What you need to do:
There is a line containing "Note to the class: point out the stone" in the entries below. Repeat that line and every line after it exactly, and nothing more.

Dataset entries
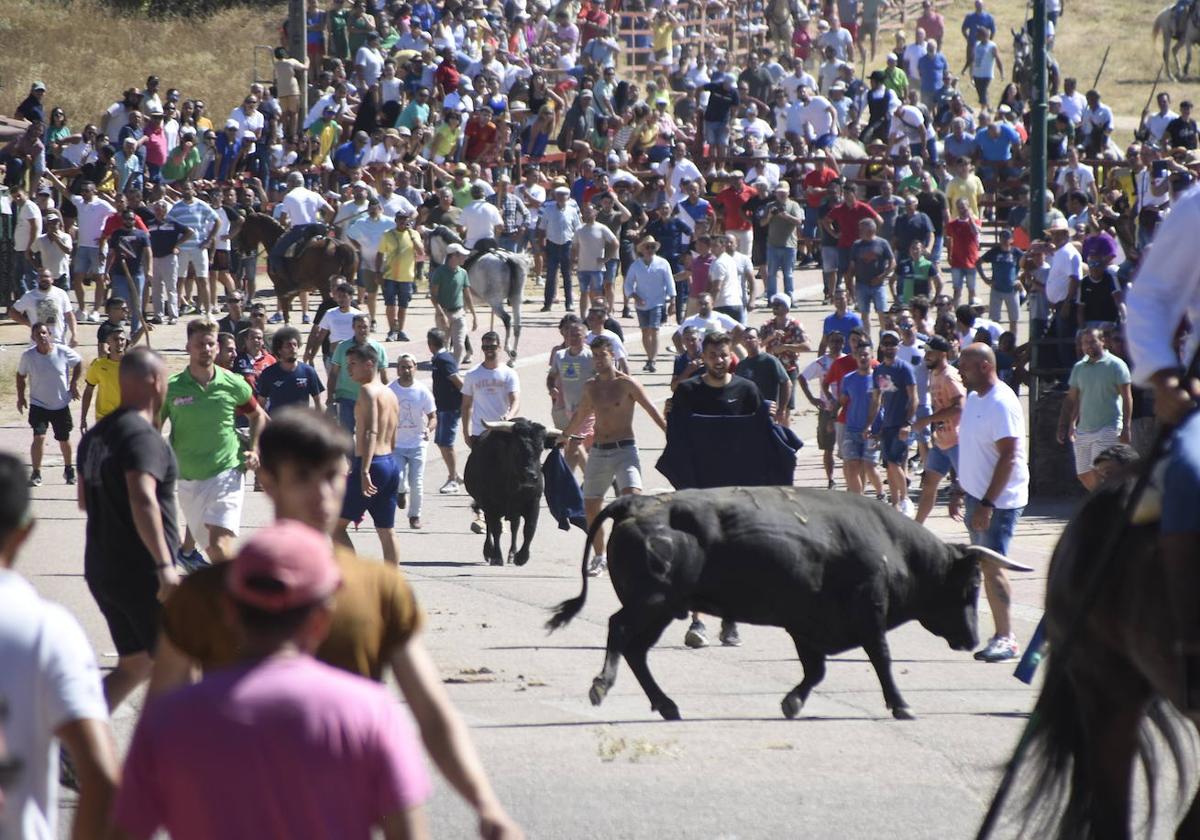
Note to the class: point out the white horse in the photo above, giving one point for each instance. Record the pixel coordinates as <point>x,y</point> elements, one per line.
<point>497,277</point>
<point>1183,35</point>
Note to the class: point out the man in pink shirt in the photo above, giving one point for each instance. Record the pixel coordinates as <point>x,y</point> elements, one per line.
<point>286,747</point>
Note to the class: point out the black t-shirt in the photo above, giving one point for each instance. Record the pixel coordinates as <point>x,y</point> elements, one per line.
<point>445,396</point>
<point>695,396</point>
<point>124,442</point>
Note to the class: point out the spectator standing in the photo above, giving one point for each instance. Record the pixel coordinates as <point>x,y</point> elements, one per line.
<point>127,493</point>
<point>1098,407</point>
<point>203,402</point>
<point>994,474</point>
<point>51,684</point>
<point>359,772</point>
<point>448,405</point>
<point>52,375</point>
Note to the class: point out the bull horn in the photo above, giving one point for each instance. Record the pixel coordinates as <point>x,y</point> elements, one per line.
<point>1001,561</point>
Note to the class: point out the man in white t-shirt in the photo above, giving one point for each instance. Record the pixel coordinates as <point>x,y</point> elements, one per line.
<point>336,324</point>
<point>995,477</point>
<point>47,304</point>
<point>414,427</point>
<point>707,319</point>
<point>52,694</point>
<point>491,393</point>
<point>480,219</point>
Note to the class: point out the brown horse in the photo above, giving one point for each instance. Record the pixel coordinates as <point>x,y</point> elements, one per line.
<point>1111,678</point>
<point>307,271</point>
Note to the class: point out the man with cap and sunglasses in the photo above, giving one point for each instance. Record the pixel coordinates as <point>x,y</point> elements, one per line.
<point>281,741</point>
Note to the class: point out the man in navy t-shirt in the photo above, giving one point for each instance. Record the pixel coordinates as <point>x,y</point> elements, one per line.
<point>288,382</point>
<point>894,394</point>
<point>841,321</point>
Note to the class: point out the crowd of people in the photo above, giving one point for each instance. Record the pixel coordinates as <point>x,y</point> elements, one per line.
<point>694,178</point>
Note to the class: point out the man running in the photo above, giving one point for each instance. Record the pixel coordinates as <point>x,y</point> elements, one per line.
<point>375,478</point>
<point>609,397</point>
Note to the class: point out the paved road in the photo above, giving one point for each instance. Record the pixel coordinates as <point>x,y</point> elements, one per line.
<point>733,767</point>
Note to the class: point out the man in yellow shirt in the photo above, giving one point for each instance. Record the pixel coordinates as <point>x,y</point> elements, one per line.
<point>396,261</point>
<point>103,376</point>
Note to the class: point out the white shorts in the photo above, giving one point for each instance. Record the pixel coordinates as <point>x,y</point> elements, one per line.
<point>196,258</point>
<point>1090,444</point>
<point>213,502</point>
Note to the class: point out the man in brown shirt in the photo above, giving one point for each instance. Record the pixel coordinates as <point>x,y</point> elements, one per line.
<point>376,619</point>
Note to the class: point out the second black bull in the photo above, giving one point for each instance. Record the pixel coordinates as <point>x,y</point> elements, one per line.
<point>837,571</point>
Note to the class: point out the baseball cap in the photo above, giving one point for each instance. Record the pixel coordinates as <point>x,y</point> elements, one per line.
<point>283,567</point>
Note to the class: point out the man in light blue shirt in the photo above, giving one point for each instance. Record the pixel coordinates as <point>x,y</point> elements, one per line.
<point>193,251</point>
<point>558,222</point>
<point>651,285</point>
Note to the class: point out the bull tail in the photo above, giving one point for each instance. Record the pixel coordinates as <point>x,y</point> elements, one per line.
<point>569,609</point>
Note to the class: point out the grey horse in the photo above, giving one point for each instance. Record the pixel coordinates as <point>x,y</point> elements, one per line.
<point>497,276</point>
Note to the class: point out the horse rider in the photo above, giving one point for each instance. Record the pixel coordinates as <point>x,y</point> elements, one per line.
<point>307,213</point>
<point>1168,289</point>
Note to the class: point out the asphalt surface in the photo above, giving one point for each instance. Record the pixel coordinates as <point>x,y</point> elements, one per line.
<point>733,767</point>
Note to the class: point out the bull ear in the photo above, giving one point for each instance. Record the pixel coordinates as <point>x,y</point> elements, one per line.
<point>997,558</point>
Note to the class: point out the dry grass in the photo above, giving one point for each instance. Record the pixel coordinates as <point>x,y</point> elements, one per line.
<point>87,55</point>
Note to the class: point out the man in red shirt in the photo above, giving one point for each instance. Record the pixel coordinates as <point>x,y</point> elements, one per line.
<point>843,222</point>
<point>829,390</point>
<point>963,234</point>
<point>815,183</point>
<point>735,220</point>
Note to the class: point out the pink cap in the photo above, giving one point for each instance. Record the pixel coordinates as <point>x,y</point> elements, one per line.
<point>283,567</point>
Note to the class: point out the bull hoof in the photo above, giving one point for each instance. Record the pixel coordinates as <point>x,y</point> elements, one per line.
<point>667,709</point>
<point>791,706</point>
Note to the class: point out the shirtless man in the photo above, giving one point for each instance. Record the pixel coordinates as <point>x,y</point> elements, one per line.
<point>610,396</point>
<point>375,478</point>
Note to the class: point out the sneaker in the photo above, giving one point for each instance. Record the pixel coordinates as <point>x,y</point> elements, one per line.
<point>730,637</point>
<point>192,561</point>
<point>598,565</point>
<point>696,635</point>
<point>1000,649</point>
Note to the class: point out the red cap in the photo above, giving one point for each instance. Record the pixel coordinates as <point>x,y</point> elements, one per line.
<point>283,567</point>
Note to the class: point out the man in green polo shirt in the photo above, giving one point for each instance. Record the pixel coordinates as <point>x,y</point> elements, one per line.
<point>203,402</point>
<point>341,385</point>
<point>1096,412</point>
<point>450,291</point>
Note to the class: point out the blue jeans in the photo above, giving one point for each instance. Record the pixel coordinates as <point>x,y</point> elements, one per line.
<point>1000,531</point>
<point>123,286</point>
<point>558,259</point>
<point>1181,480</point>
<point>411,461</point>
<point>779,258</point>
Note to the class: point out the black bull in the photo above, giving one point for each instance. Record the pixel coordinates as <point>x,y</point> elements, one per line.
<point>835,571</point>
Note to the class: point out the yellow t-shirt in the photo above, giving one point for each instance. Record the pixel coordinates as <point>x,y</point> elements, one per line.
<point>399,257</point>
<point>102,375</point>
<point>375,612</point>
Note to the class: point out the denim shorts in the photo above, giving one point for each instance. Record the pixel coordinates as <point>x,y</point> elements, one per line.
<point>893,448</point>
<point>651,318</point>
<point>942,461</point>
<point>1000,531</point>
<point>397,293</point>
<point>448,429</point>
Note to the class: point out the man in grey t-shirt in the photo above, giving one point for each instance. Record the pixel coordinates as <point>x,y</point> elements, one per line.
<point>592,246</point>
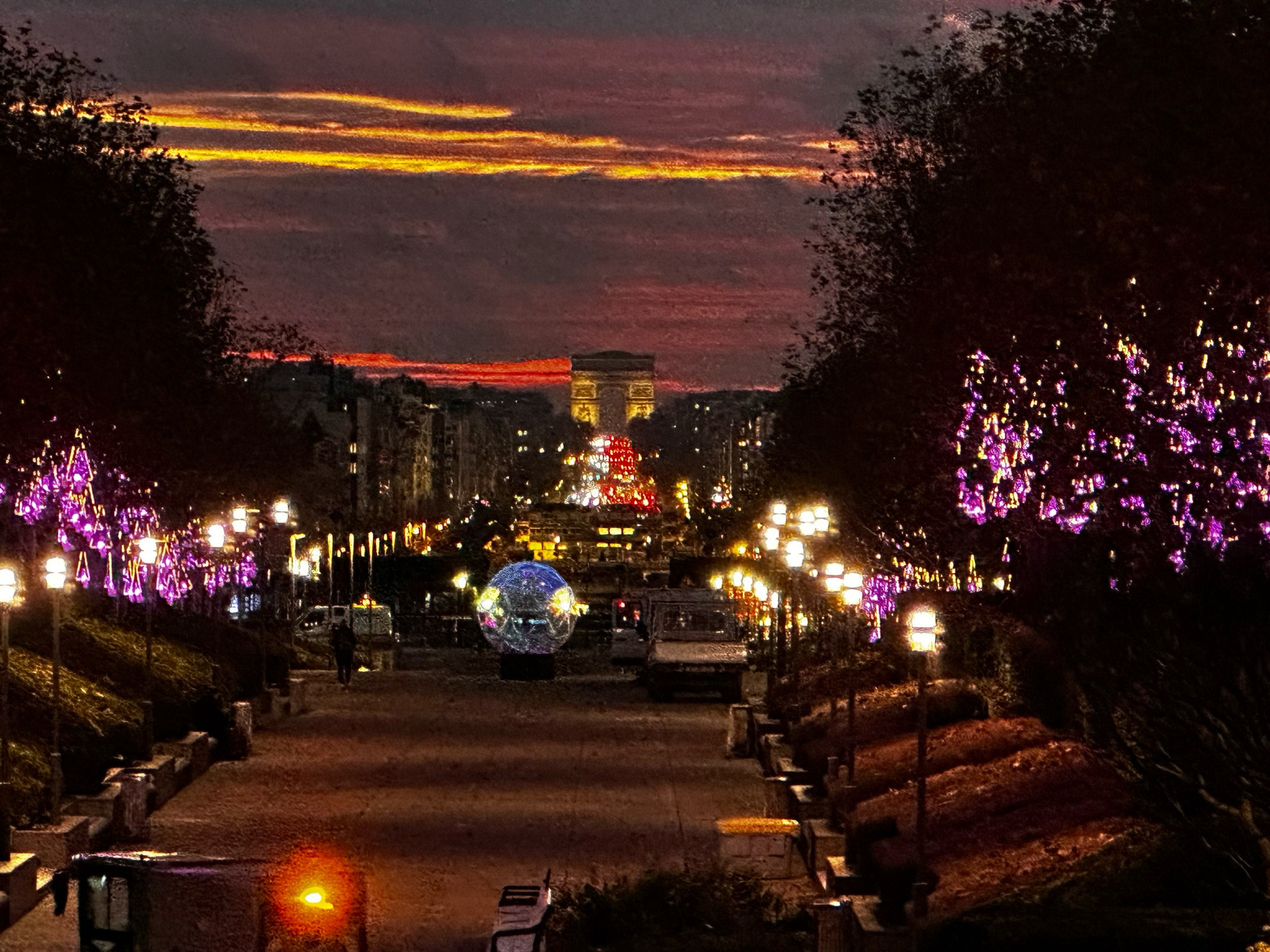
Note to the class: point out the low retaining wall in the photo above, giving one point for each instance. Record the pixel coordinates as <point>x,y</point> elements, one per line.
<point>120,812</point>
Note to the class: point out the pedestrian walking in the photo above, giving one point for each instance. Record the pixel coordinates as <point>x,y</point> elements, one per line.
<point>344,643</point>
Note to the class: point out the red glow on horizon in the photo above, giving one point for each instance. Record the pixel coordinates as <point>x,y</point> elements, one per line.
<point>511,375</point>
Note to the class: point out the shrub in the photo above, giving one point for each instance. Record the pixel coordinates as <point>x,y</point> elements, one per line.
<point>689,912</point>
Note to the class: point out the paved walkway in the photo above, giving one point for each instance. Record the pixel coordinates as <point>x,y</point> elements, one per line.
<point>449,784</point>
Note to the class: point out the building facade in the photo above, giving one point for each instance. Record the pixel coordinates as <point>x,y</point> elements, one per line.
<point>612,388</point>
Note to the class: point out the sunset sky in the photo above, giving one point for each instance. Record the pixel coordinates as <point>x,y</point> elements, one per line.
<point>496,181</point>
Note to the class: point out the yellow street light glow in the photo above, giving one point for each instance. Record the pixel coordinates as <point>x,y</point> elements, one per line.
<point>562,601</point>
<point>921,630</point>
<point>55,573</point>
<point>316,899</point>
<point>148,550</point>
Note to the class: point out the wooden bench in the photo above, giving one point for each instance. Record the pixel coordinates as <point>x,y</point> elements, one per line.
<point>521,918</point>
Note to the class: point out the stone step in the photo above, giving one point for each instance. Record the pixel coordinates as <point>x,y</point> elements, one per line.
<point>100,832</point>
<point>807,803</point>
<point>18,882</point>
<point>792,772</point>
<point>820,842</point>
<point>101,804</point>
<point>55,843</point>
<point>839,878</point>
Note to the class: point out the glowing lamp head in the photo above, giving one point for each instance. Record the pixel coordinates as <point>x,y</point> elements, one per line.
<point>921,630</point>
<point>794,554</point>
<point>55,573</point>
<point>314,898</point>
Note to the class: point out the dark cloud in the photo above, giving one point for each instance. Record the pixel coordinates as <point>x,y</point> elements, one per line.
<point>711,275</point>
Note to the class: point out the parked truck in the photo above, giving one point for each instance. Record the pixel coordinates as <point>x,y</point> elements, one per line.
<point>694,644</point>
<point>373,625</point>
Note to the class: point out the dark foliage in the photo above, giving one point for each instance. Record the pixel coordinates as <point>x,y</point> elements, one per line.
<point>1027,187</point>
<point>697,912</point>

Your response:
Note to the class: point out the stone step in the photo above, giving one point for each instance. Record the pixel coordinates as <point>x,y</point> elements, one per line.
<point>100,832</point>
<point>807,803</point>
<point>18,882</point>
<point>792,772</point>
<point>820,842</point>
<point>101,804</point>
<point>55,843</point>
<point>839,878</point>
Note to the class: point out the glowing lamp head in the photo above, giving one point for each instance. Record the pixel coordinates as <point>x,y</point> elements, one per line.
<point>921,630</point>
<point>794,554</point>
<point>55,573</point>
<point>314,898</point>
Note to the class: point out the dark cloud in the photo above, giving one point for each instance. Record the pixel coordinates as <point>x,y</point> elements, one per line.
<point>711,275</point>
Note to the class: point out the parked truck in the photo above, giving one point for each instance. Record the pixel coordinates as <point>x,y</point> elements, one per line.
<point>694,644</point>
<point>373,625</point>
Note to the class: point out the dark foliage in the photo above, giving one point for each instance. Record the pixel coordinates as <point>x,y</point> elements, one per line.
<point>1027,187</point>
<point>697,912</point>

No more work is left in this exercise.